List each line in the data below that contains the word "shorts".

→ THE RECORDS
☆ ☆ ☆ ☆ ☆ ☆ ☆
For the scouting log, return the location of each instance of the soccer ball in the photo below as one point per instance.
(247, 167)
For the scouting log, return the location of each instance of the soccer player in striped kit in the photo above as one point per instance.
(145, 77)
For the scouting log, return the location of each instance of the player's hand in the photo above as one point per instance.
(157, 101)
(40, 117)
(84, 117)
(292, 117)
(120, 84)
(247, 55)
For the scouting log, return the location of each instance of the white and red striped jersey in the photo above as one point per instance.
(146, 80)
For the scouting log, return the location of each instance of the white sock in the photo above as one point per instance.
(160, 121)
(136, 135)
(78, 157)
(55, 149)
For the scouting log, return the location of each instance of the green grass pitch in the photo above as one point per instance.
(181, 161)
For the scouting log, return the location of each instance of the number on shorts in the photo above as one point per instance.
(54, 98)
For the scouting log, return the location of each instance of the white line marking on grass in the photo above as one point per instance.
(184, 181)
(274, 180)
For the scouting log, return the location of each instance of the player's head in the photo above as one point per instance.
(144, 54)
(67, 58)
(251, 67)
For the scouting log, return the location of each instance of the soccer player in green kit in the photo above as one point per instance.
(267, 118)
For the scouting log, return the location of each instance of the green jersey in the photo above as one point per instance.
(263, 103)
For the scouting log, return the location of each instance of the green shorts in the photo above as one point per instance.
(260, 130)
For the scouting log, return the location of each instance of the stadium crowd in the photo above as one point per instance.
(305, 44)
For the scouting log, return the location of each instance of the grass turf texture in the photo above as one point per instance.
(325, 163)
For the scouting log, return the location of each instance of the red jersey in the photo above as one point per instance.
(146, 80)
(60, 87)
☆ ☆ ☆ ☆ ☆ ☆ ☆
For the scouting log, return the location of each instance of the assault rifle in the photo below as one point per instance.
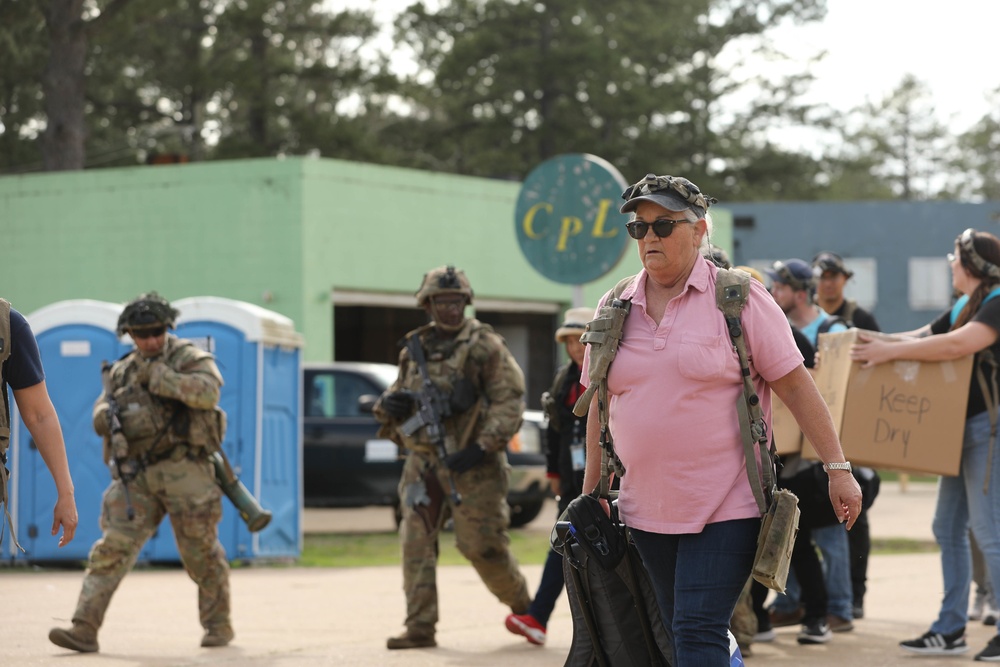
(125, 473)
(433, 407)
☆ ☆ ☆ ☆ ☆ ☆ ☆
→ FINISHED EXERCISE
For the scouting log, return the location of each instance of the number on shorts in the photo above as one point per instance.
For the scouting log, return the location of each instance of the green shorts in the photo above as one point per instance.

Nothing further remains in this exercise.